------ Document segment

P
US12388181B2ActiveUtilityPatentIndex 49

Antenna assembly and electronic device

Assignee: GUANGDONG OPPO MOBILE TELECOMMUNICATIONS CORP LTDPriority: Jan 28, 2021Filed: Jul 18, 2023Granted: Aug 12, 2025
Est. expiryJan 28, 2041(~14.6 yrs left)· nominal 20-yr term from priority
Inventors:WU XIAOPU
H01Q 1/22H01Q 5/40H01Q 5/378H01Q 1/521H01Q 5/335H01Q 5/342H01Q 5/35H01Q 9/42H01Q 1/243H01Q 1/241H01Q 25/04H01Q 1/36
49
PatentIndex Score
0
Cited by
32
References
20
Claims

Abstract

Provided is an antenna assembly and an electronic device. The antenna assembly includes the following. A first antenna including a first radiator and a first signal source electrically connected to the first radiator. A second antenna including a second radiator and a third radiator, one end of the second radiator is spaced apart from one end of the first radiator with a first coupling gap, and the other end of the second radiator is spaced apart from one end of the third radiator with a second coupling gap. The first radiator is configured to generate at least one resonant mode under excitation of the first signal source, and a part of the second radiator that is close to the second coupling gap is configured to generate at least one resonant mode under excitation of the first signal source through coupling of the first radiator.

Claims

exact text as granted — not AI-modified
What is claimed is: 
     
       1. An antenna assembly comprising:
 a first antenna comprising a first radiator and a first signal source electrically connected to the first radiator; and 
 a second antenna comprising a second radiator and a third radiator, wherein one end of the second radiator is spaced apart from one end of the first radiator with a first coupling gap, and another end of the second radiator is spaced apart from one end of the third radiator with a second coupling gap; 
 wherein the first radiator is configured to generate at least one resonant mode under excitation of the first signal source, and a part of the second radiator that is close to the second coupling gap is configured to generate at least one resonant mode under excitation of the first signal source through coupling of the first radiator; 
 wherein the first signal source is configured to excite through the first coupling gap, a part of the second radiator that is close to the first coupling gap and the part of the second radiator that is close to the second coupling gap to generate at least one resonant mode, wherein the at least one resonant mode comprises a first sub-resonant mode and a second sub-resonant mode, wherein a resonant frequency of the first sub-resonant mode is less than a resonant frequency of the second sub-resonant mode.

------------
------ Raw data

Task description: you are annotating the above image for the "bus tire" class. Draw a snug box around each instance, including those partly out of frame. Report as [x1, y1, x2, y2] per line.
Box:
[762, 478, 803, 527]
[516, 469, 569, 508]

------------

● **Given instruction 1**: According to the abstract of the antenna patent, what separates one end of the second radiator from one end of the first radiator?
● **Given instruction 2**: Please reproduce the antenna patent between "Provided is an" and "of the first radiator.", inclusive, swapping "resonant mode" for "resonance mode".
● **Given instruction 3**: Carry on writing the claims of the antenna patent from the point where the text stops.
The data isn't needed for anything here.

● **Task result 1**: A first coupling gap.

● **Task result 2**:
Provided is an antenna assembly and an electronic device. The antenna assembly includes the following. A first antenna including a first radiator and a first signal source electrically connected to the first radiator. A second antenna including a second radiator and a third radiator, one end of the second radiator is spaced apart from one end of the first radiator with a first coupling gap, and the other end of the second radiator is spaced apart from one end of the third radiator with a second coupling gap. The first radiator is configured to generate at least one resonance mode under excitation of the first signal source, and a part of the second radiator that is close to the second coupling gap is configured to generate at least one resonance mode under excitation of the first signal source through coupling of the first radiator.

● **Task result 3**:
 
     
     
       2. The antenna assembly of  claim 1 , wherein a resonant frequency of the at least one resonant mode generated by the first radiator under the excitation by the first signal source is different than a resonant frequency of the at least one resonant mode generated by the second radiator under the excitation through coupling of the first radiator. 
     
     
       3. The antenna assembly of  claim 2 , wherein a bandwidth of a band formed by a combination of a band covered by the resonant mode generated by the first radiator under excitation of the first signal source and a band covered by the resonant mode generated by the second radiator under excitation of the first signal source is 500 MHz˜1000 MHz, and/or the band covered by the resonant mode generated by the first radiator under excitation of the first signal source and the band covered by the resonant mode generated by the second radiator under excitation of the first signal source are both greater than 1000 MHz. 
     
     
       4. The antenna assembly of  claim 2 , wherein a band formed by a combination of a band covered by the resonant mode generated by the first radiator under excitation of the first signal source and a band covered by the resonant mode generated by the second radiator under excitation of the first signal source covers 1000 MHz-6000 MHz. 
     
     
       5. The antenna assembly of  claim 1 , wherein:
 one of the first sub-resonant mode and the second sub-resonant mode is generated by the part of the second radiator close to the first coupling gap, and the other one of the first sub-resonant mode and the second sub-resonant mode is generated by the part of the second radiator close to the second coupling gap; or 
 the first sub-resonant mode and the second sub-resonant mode are both generated by the part of the second radiator close to the second coupling gap. 
 
     
     
       6. The antenna assembly of  claim 1 , wherein the at least one resonant mode generated by the first radiator under excitation of the first signal source comprises a third sub-resonant mode and a fourth sub-resonant mode, wherein a resonant frequency of the third sub-resonant mode is less than a resonant frequency of the fourth sub-resonant mode. 
     
     
       7. The antenna assembly of  claim 6 , wherein:
 the resonant frequency of the second sub-resonant mode is less than the resonant frequency of the third sub-resonant mode; or 
 the resonant frequency of the second sub-resonant mode is greater than the resonant frequency of the third sub-resonant mode and less than the resonant frequency of the fourth sub-resonant mode, and the resonant frequency of the first sub-resonant mode is less than or greater than the resonant frequency of the third sub-resonant mode; or 
 the resonant frequency of the second sub-resonant mode is greater than the resonant frequency of the fourth sub-resonant mode, and the resonant frequency of the first sub-resonant mode is less than the resonant frequency of the third sub-resonant mode, or the resonant frequency of the first sub-resonant mode is greater than the resonant frequency of the third sub-resonant mode and less than the resonant frequency of the fourth sub-resonant mode, or the resonant frequency of the first sub-resonant mode is greater than the resonant frequency of the fourth sub-resonant mode.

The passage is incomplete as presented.